*** Textauszug

Die Ruinen von Nocengo (Teil 2)


Publiziert von mong , 28. Mai 2015 um 03:55.

Region: Welt » Schweiz » Tessin » Bellinzonese
Tour Datum:11 Dezember 2012
Wandern Schwierigkeit: T3 - anspruchsvolles Bergwandern
Wegpunkte:
Geo-Tags: CH-TI   Gruppo Madöm Gross 
Zeitbedarf: 2:30
Aufstieg: 167 m
Abstieg: 167 m
Zufahrt zum Ausgangspunkt:Postauto: Faido Stazione ➙ Lavorgo (umsteigen) ➙ Chironico ➙ Grumo
Zufahrt zum Ankunftspunkt:Postauto: Grumo ➙ Chironico ➙ Lavorgo (umsteigen) ➙ Faido Stazione
Kartennummer:1273 Biasca

Warum macht man eigentlich um die grossen Burgen und Schlösser fast überall ein grosses Theater? Warum lässt man sie mit grossem Aufwand renovieren? Warum versucht man das, was von ihnen noch übrig ist, vor dem endgültigen Zerfall zu retten? Warum überlässt man diese Ruinen nicht einfach dem Schicksal, das der Zeitenlauf für sie vorgesehen hat? Warum lässt man die Reste dieser Bauwerke aus der Vergangenheit nicht einfach verfallen?

Von Pyramiden, Kolosseum, Stonehenge, Parthenon, Petersdom, Kathedralen und anderem komischem Zeugs auf der ganzen Welt ganz zu schweigen.

Ist es Gefühlsduselei? Ist es Romantik? Oder Nostalgie? Oder ist es Altertums- oder Mittelalterfimmel? Hat man zuviel Geld und weiss nicht, wohin damit? Arbeitsbeschaffung für Architekten und Maurer?

Eigentlich sagt man uns ja immer, man solle nach vorwärts schauen, nicht nach hinten.

******
*** Datenbestand

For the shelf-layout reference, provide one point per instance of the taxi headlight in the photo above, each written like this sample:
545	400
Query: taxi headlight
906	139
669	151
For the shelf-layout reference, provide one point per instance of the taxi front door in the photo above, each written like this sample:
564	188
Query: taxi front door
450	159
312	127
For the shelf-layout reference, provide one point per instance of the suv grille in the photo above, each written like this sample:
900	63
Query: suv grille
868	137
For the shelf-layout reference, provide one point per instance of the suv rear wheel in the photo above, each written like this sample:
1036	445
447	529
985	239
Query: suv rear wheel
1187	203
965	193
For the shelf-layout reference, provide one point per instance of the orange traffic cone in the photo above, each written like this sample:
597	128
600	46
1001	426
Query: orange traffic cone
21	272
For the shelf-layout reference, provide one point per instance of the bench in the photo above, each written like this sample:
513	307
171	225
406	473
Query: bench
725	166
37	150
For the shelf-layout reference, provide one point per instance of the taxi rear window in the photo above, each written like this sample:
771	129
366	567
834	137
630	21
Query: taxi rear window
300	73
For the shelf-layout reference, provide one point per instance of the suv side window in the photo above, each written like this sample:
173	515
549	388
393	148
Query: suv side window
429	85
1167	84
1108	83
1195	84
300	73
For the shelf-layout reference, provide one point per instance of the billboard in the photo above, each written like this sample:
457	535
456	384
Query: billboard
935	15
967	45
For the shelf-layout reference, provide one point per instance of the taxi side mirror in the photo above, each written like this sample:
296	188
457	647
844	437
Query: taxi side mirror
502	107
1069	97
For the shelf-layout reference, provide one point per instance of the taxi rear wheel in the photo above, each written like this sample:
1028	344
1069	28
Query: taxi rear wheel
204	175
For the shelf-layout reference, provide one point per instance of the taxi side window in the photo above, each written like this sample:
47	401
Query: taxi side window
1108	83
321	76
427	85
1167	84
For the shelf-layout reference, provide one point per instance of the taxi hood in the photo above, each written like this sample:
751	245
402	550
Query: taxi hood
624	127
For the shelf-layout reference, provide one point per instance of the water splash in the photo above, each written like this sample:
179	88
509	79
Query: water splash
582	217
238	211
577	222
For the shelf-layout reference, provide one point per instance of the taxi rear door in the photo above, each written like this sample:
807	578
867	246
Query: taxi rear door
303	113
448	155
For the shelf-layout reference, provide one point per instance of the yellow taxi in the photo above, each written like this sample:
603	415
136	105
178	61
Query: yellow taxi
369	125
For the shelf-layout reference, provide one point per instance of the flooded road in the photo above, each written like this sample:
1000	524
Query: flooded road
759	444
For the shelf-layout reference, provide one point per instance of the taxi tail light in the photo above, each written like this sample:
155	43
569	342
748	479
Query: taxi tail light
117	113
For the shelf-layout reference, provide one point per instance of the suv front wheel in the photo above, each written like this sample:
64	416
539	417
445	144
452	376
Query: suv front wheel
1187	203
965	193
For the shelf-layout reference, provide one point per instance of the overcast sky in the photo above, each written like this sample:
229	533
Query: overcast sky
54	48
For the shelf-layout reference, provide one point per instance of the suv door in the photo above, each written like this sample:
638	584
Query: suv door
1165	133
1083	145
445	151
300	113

******
*** Datenbestand

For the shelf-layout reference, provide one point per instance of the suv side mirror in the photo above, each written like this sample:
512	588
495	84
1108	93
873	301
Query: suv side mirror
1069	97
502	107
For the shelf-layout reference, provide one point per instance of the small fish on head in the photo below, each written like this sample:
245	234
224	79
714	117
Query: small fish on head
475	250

******

== Aufgaben ==
**A)** Welcher Schwierigkeitsgrad wird im Text über die Ruinen von Nocengo für die Tour angegeben?
**B)** Schreiben Sie aus dem Text über die Ruinen von Nocengo den Abschnitt von „Ist es Gefühlsduselei?“ bis einschließlich „nicht nach hinten.“ ab.
**C)** Welche Haltestellen nennt der Text über die Ruinen von Nocengo für die Postauto-Zufahrt zum Ausgangspunkt?

== Antworten im Einzelnen ==
**A)** T3 – anspruchsvolles Bergwandern.

**B)**
Ist es Gefühlsduselei? Ist es Romantik? Oder Nostalgie? Oder ist es Altertums- oder Mittelalterfimmel? Hat man zuviel Geld und weiss nicht, wohin damit? Arbeitsbeschaffung für Architekten und Maurer?

Eigentlich sagt man uns ja immer, man solle nach vorwärts schauen, nicht nach hinten.

**C)** Faido Stazione, Lavorgo, Chironico, Grumo